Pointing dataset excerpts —

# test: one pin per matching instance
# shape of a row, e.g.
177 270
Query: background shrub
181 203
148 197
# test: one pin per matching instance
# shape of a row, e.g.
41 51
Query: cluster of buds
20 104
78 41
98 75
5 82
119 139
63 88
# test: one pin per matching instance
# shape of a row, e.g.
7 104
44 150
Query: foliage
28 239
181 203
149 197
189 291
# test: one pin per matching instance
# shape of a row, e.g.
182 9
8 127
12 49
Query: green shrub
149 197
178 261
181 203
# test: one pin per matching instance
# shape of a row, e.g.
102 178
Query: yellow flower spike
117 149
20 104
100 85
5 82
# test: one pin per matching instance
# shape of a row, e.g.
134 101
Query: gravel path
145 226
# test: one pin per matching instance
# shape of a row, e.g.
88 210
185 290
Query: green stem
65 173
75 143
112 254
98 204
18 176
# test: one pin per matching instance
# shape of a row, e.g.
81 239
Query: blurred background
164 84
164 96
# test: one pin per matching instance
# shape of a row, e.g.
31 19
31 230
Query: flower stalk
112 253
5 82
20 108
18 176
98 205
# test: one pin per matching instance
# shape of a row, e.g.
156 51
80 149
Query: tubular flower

...

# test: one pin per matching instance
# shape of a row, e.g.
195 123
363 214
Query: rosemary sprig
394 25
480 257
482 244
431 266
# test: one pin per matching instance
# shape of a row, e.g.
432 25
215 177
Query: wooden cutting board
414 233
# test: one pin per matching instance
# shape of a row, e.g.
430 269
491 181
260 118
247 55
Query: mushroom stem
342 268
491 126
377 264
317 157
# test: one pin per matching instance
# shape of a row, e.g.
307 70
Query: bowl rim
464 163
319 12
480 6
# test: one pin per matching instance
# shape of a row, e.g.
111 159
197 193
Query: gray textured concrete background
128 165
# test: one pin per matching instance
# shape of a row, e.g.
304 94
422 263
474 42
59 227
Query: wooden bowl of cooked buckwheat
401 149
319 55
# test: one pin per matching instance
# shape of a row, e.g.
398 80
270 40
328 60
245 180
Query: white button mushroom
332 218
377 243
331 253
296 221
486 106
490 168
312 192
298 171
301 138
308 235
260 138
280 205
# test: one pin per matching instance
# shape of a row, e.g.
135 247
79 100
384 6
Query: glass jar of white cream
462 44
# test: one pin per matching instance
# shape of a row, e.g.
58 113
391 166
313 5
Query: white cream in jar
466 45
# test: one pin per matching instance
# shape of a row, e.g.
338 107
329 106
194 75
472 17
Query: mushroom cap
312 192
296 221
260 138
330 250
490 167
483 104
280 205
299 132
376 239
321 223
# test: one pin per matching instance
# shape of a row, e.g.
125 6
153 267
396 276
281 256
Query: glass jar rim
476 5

YOUR INSTRUCTIONS — Gather every line of the data above that contains the word "flower", matching case exactly.

SOLUTION BELOW —
Query: yellow flower spike
Query: flower stalk
Query: tubular flower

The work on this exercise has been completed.